PROBLEM REQUIREMENTS: Write each line out exactly, leaving none out.

DATASET ENTRIES:

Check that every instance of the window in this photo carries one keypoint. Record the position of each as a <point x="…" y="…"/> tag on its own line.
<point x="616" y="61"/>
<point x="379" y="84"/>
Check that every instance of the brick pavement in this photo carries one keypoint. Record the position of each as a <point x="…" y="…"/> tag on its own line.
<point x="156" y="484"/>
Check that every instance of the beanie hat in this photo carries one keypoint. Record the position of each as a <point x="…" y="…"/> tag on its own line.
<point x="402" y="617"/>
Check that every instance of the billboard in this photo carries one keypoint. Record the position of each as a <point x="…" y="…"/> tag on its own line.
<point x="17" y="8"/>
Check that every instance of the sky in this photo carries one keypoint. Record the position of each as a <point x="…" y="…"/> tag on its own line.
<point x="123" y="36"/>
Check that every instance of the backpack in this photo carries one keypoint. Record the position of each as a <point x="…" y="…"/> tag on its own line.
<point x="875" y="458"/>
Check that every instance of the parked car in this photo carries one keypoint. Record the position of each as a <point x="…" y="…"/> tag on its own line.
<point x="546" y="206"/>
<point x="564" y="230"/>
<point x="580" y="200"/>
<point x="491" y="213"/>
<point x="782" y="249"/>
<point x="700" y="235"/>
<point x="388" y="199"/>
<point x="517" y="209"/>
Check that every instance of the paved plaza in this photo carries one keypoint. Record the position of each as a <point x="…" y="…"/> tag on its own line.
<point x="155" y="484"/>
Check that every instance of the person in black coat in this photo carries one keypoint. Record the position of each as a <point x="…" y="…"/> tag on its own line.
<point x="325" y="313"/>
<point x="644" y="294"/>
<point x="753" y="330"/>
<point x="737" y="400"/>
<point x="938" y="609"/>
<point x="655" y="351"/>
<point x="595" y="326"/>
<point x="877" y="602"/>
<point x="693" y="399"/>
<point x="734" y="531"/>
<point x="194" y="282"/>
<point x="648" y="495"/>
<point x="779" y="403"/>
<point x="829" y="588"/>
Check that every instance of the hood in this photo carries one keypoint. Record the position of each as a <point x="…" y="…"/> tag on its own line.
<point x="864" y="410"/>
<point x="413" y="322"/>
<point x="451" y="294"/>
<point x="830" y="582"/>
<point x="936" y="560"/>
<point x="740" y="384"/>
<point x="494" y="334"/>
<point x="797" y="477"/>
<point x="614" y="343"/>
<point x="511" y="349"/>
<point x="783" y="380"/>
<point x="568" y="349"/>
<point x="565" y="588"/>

EXERCISE RESULT:
Check that every instance of the window in this photo carries one keypoint. Record the position of each as a <point x="…" y="…"/> tag on its own line.
<point x="616" y="61"/>
<point x="379" y="84"/>
Check that every instance of the brick pavement in this photo carries one keypoint. Record the position of each as a <point x="…" y="…"/> tag on its own line.
<point x="156" y="484"/>
Check that every instance of the beanie hat in this photo carries one keypoint. Record the position of each as a <point x="…" y="…"/> tag on its own line.
<point x="402" y="617"/>
Check that every instance of the billboard in this photo carries one keypoint. Record the position of each as a <point x="…" y="…"/> tag on its own line.
<point x="17" y="8"/>
Check that every instance of the sky in this photo carries one keypoint. Record the position of each as a <point x="…" y="…"/> tag on its own line.
<point x="123" y="36"/>
Check that every instance of the backpack in this photo carries one keypoint. Record the position of each as a <point x="…" y="…"/> tag on its own line.
<point x="875" y="458"/>
Check that every instance of the parked car in this photo carries one keypoint. Record the position of each as a <point x="…" y="…"/> tag on its own line.
<point x="546" y="206"/>
<point x="564" y="230"/>
<point x="580" y="200"/>
<point x="491" y="213"/>
<point x="782" y="249"/>
<point x="700" y="235"/>
<point x="388" y="199"/>
<point x="517" y="209"/>
Check that every instance of the paved plaza in this photo carries one keypoint. Record the position of each as a <point x="…" y="…"/> tag on its own line.
<point x="155" y="484"/>
Check that every instance of the person in black coat in this photo carries one keypoint. Record the position of each as a <point x="…" y="…"/> tag on its own line.
<point x="325" y="313"/>
<point x="644" y="294"/>
<point x="753" y="330"/>
<point x="737" y="400"/>
<point x="938" y="609"/>
<point x="655" y="351"/>
<point x="595" y="326"/>
<point x="877" y="602"/>
<point x="693" y="399"/>
<point x="734" y="531"/>
<point x="194" y="282"/>
<point x="648" y="495"/>
<point x="779" y="403"/>
<point x="829" y="588"/>
Check that every instance of the hood in this photo carries one keypoint. Record the position of each as a <point x="…" y="…"/> tag on its own line.
<point x="864" y="410"/>
<point x="413" y="322"/>
<point x="451" y="294"/>
<point x="830" y="582"/>
<point x="936" y="560"/>
<point x="740" y="384"/>
<point x="494" y="334"/>
<point x="797" y="477"/>
<point x="614" y="343"/>
<point x="511" y="349"/>
<point x="783" y="380"/>
<point x="568" y="349"/>
<point x="565" y="588"/>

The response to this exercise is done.